··· VORLIEGENDER TEXT ···

Das Geschäft mit Mietzinshäusern in Berlin ist schwierig. In den vergangenen zehn Jahren halbierte sich der Wert der Häuser nahezu. Die Eigentümer bekommen immer weniger Miete, die Abgaben steigen trotzdem. Dennoch suchen neue Investoren ihre Chance

Für Volker Fölber-Meinicke war der Erwerb des Wohnhauses Naunynstraße 66 kein gutes Geschäft. Den Altbau mit Seitenflügel mitten im Kreuzberger Kiez hatte er 1994 für 1,4 Millionen Mark erworben. Heute würde er nur noch 600000 Euro für die Immobilie bekommen. Ein Angebot in dieser Höhe hatte ihm ein Makler Anfang des Jahres für den Erwerb des klassizistischen Baudenkmals gemacht. Während der Wert des Objektes immer tiefer in den Keller rutscht, steigen die Kosten für den Eigentümer: Das Bezirksamt Friedrichshain-Kreuzberg verlangte im Juli 16693 Euro. Die Immobilie liege in einem früheren Sanierungsgebiet, argumentiert die Behörde. Viele Steuergelder seien in das Quartier geflossen, und der Bodenwert in der Naunynstraße 66 dadurch gestiegen. Diesen Mehrwert fordert das Amt nun vom Eigentümer.

··· ZEILEN DES DATENSATZES ···

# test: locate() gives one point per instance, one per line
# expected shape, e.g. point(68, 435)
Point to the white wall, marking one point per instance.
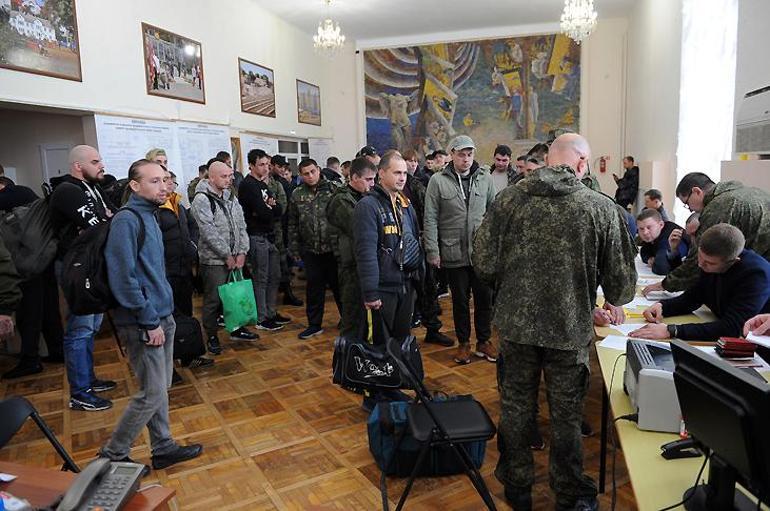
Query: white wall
point(753, 68)
point(113, 72)
point(654, 57)
point(22, 134)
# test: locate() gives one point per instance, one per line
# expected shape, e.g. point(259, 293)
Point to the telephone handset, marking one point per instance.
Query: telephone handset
point(103, 484)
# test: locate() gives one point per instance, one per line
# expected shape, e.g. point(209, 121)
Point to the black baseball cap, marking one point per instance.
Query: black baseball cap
point(368, 150)
point(279, 160)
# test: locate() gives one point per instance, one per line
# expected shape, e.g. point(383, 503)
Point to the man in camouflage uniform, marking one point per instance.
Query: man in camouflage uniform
point(339, 212)
point(281, 190)
point(312, 239)
point(729, 202)
point(546, 289)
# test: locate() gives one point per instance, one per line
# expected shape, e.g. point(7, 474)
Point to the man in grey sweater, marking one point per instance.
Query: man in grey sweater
point(222, 245)
point(137, 277)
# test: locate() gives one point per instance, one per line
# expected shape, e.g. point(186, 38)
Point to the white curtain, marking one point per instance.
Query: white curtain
point(707, 89)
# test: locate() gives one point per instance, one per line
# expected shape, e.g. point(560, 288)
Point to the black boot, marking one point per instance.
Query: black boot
point(289, 298)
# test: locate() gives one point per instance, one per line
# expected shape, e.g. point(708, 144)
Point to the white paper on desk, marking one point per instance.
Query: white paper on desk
point(626, 328)
point(646, 281)
point(662, 295)
point(639, 301)
point(762, 340)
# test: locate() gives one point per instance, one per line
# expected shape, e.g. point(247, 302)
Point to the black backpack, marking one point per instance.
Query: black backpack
point(84, 279)
point(30, 238)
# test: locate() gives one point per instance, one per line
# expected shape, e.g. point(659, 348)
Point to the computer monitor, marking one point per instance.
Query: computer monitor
point(727, 411)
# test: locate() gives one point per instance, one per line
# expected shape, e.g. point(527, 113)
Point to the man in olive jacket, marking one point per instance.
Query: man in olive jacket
point(312, 239)
point(547, 243)
point(455, 203)
point(729, 202)
point(339, 212)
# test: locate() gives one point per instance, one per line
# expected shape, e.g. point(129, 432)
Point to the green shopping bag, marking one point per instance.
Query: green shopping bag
point(238, 303)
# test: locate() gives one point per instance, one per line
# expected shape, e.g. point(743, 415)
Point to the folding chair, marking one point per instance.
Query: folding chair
point(443, 423)
point(15, 411)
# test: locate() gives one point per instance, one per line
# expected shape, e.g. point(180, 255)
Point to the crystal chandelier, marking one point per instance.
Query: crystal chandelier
point(328, 40)
point(578, 19)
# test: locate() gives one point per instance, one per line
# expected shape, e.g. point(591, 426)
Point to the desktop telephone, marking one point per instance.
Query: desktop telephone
point(103, 484)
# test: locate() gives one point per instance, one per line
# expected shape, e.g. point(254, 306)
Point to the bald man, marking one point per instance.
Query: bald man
point(222, 245)
point(546, 244)
point(77, 203)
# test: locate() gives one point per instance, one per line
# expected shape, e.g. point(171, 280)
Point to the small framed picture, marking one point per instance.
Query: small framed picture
point(173, 65)
point(308, 103)
point(257, 88)
point(40, 37)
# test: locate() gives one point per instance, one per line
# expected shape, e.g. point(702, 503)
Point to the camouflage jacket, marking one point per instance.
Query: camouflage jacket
point(546, 244)
point(339, 213)
point(309, 231)
point(729, 202)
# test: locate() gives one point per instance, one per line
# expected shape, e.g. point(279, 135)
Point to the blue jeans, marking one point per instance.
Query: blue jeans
point(79, 351)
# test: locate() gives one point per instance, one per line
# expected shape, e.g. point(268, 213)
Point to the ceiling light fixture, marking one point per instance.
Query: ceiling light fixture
point(328, 40)
point(578, 19)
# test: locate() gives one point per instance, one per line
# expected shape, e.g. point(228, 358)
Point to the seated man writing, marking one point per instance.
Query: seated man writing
point(734, 283)
point(656, 248)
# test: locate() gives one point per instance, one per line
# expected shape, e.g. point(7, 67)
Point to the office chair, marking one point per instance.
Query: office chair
point(15, 411)
point(443, 423)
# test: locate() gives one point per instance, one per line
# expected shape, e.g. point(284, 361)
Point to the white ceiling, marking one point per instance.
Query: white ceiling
point(377, 19)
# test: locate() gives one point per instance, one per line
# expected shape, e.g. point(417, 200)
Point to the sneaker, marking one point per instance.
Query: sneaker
point(200, 362)
point(24, 368)
point(178, 455)
point(519, 498)
point(89, 402)
point(584, 504)
point(438, 338)
point(269, 324)
point(463, 354)
point(310, 332)
point(103, 385)
point(536, 442)
point(213, 345)
point(486, 350)
point(585, 429)
point(241, 334)
point(281, 320)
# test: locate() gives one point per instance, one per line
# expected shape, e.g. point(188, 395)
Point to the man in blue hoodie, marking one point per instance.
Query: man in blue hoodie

···

### AUFGABE A
Welchen Preis zahlte Volker Fölber-Meinicke laut dem Text über Mietzinshäuser in Berlin 1994 für den Altbau?
### AUFGABE B
Prüfe, ob die folgenden Aussagen mit dem Text über Mietzinshäuser in Berlin übereinstimmen. Antworte jeweils mit Ja oder Nein und zitiere die entscheidenden Worte des Textes. (i) Der Wert der Häuser hat sich in den vergangenen zehn Jahren nahezu halbiert. (ii) Der Altbau Naunynstraße 66 liegt in Prenzlauer Berg. (iii) Die Eigentümer erhalten immer mehr Miete.
### AUFGABE C
Fasse den Text über Mietzinshäuser in Berlin in drei Sätzen zusammen.
Die Zeilen spielen hierfür keine Rolle.

### RICHTIGE ANTWORT A
1,4 Millionen Mark.

### RICHTIGE ANTWORT B
(i) Ja: „In den vergangenen zehn Jahren halbierte sich der Wert der Häuser nahezu.“
(ii) Nein: „mitten im Kreuzberger Kiez“
(iii) Nein: „Die Eigentümer bekommen immer weniger Miete“

### RICHTIGE ANTWORT C
Der Wert von Mietzinshäusern in Berlin hat sich in den vergangenen zehn Jahren nahezu halbiert, die Mieten sinken, und die Abgaben steigen trotzdem. Volker Fölber-Meinicke erwarb das Haus Naunynstraße 66 in Kreuzberg 1994 für 1,4 Millionen Mark, heute würde er dafür nur noch 600000 Euro bekommen. Das Bezirksamt Friedrichshain-Kreuzberg verlangte im Juli 16693 Euro von ihm, weil der Bodenwert im früheren Sanierungsgebiet durch Steuergelder gestiegen sei.